#### WHAT NEEDS TO BE DONE
Pull out every line of the listing below that contains the string "newt". A match must have the same uppercase and lowercase letters.

#### DATA
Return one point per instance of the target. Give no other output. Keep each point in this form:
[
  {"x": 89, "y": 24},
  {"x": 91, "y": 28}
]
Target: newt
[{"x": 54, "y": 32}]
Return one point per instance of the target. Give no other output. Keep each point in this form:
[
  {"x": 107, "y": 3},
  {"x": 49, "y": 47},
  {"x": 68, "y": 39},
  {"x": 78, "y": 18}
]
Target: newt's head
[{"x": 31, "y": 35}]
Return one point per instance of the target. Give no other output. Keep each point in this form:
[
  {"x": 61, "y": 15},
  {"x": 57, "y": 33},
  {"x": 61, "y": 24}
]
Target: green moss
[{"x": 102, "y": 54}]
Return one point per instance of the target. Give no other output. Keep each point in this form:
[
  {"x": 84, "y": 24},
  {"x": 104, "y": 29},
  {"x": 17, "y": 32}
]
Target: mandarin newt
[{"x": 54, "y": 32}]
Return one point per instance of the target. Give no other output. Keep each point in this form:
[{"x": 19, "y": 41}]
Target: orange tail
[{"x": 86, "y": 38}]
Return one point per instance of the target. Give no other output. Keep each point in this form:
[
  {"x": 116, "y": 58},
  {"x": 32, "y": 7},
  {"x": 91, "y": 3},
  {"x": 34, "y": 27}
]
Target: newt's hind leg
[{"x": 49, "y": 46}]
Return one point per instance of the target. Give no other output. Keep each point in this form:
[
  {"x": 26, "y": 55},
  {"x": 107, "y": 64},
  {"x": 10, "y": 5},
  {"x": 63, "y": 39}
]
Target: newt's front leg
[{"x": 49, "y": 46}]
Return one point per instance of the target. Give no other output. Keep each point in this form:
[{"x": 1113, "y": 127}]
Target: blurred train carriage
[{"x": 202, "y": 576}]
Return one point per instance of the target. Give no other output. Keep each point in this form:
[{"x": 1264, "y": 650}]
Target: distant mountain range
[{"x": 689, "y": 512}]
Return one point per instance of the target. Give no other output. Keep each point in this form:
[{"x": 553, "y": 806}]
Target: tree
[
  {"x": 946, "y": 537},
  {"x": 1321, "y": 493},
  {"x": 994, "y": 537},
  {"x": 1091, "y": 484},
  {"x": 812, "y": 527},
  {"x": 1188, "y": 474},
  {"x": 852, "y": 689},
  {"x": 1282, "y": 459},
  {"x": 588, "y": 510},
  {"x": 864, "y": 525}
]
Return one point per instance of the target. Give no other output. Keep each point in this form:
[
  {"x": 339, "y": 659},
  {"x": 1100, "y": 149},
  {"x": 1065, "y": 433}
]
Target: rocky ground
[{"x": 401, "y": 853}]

#### RESPONSE TO THIS TASK
Target: newt
Target: newt's head
Target: mandarin newt
Target: newt's hind leg
Target: newt's front leg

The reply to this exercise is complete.